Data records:

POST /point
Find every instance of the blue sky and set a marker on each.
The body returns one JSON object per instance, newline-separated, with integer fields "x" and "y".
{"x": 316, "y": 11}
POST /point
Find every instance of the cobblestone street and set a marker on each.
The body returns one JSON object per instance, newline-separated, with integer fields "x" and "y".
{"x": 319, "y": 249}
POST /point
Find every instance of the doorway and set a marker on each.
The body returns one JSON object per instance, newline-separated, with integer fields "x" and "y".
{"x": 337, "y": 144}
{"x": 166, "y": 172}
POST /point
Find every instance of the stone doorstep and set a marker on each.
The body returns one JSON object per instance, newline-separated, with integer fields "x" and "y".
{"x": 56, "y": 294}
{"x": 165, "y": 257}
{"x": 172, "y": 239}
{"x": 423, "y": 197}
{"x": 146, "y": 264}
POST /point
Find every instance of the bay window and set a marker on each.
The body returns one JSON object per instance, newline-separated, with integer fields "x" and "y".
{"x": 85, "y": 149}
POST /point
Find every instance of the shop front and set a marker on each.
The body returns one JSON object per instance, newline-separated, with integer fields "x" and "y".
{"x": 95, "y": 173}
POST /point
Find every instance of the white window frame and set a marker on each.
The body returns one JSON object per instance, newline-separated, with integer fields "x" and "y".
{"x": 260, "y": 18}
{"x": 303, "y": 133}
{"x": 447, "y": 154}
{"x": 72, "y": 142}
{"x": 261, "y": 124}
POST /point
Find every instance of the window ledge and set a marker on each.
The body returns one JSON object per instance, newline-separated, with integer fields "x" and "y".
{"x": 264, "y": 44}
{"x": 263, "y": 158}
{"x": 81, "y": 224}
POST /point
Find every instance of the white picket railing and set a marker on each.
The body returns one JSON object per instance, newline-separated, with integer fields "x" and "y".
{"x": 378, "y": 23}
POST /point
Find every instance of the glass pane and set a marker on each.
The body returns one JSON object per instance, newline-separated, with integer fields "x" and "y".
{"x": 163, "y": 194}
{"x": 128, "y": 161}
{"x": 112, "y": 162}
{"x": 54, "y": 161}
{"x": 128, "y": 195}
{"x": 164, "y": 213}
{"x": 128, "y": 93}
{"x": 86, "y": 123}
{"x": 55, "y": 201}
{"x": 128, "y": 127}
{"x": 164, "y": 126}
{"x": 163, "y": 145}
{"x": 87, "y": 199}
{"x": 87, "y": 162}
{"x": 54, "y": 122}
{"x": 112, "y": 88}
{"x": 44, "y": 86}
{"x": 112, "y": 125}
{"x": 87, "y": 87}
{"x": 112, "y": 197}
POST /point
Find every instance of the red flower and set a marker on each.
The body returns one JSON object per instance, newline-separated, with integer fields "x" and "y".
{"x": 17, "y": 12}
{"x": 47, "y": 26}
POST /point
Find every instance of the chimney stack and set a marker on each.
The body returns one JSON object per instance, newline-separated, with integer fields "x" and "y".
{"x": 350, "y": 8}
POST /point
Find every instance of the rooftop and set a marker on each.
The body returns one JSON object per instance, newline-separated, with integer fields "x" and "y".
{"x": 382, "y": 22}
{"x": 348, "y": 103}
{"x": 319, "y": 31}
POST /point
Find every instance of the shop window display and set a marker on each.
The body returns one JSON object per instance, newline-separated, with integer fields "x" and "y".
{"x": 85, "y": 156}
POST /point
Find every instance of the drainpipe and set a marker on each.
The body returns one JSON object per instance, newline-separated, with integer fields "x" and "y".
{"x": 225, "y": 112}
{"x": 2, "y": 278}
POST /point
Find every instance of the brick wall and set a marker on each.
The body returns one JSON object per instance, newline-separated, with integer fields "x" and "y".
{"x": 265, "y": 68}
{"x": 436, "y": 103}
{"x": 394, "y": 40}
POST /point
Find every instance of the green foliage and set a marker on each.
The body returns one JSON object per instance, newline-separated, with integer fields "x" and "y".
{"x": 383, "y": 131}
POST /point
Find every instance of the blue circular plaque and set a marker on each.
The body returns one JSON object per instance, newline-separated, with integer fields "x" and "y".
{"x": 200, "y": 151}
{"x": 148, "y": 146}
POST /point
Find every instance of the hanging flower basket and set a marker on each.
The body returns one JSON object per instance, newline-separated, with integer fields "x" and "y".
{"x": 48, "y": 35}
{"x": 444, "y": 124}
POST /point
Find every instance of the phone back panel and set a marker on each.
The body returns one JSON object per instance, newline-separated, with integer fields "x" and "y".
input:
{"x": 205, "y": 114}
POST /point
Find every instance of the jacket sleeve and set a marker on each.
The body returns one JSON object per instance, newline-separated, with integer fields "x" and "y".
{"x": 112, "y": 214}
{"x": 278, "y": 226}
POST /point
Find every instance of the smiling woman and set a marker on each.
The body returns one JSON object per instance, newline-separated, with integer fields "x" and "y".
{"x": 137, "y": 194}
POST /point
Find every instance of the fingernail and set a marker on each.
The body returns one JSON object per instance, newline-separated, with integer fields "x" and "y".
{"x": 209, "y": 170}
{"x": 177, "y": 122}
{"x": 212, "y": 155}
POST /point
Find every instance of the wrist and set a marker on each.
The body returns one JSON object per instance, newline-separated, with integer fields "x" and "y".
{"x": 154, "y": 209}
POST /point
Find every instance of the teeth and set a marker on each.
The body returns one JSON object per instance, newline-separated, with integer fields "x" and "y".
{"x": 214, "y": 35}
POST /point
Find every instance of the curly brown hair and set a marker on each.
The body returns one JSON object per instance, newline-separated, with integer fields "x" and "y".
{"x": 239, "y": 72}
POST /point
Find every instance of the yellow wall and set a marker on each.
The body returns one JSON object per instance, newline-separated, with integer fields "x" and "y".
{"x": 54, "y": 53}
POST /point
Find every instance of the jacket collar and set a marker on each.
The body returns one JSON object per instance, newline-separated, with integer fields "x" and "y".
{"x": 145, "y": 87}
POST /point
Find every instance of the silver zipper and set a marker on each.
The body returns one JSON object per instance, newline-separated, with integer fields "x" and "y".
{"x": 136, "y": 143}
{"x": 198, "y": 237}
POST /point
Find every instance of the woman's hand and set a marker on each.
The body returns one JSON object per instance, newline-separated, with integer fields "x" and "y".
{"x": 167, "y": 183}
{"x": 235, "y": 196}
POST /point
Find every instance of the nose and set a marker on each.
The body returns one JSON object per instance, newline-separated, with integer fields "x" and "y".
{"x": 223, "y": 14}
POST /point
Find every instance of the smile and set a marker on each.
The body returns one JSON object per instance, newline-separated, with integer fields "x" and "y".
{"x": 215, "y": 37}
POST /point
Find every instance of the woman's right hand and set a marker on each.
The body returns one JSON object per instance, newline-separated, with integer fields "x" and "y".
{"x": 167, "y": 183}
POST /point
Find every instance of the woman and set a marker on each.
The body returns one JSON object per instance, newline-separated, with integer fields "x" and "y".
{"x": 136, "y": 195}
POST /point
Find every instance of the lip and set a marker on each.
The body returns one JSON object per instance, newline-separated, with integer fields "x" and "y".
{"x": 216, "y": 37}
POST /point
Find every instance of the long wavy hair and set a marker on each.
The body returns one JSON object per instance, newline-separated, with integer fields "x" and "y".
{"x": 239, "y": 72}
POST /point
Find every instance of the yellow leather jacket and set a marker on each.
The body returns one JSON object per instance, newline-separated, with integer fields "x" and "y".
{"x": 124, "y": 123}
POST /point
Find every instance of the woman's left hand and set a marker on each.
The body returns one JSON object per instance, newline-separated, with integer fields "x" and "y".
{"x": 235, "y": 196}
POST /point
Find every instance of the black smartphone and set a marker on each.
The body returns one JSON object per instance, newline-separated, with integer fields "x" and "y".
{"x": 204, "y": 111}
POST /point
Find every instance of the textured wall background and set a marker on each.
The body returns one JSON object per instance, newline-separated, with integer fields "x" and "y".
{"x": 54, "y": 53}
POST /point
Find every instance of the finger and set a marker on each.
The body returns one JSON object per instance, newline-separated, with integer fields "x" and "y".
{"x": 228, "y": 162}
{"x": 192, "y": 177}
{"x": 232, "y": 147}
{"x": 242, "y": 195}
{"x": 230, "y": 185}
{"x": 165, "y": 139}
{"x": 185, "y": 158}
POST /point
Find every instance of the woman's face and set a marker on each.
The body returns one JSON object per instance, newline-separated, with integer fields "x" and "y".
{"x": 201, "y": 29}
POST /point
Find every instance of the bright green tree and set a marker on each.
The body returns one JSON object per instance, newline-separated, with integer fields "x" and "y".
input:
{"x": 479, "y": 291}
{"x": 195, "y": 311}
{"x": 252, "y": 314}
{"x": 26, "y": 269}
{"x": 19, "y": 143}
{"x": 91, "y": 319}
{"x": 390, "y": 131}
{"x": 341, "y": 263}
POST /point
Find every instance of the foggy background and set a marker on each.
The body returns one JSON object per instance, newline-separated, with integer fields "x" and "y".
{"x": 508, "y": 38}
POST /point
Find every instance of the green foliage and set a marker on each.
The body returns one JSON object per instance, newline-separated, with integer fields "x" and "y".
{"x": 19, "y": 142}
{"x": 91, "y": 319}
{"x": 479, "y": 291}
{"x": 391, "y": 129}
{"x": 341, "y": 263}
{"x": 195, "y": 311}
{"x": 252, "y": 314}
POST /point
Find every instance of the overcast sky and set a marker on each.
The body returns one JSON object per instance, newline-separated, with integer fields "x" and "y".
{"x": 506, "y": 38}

ACTION ITEM –
Retype only the stretch of lines above starting at the one with "Find every instance of the brick" and stopping at the one with "Find every instance of the blue circular", exactly as written, with both kept.

TASK SOLUTION –
Find every instance of the brick wall and set a marker on each.
The body returns one JSON object per instance, newline-separated, with integer fields "x" and "y".
{"x": 265, "y": 68}
{"x": 436, "y": 103}
{"x": 394, "y": 40}
POST /point
Find every instance of the green foliage and set a marker on each.
The body returns one JSON object per instance, newline-separated, with integer fields "x" and "y".
{"x": 383, "y": 131}
POST /point
Find every instance of the blue circular plaque and set a marker on each.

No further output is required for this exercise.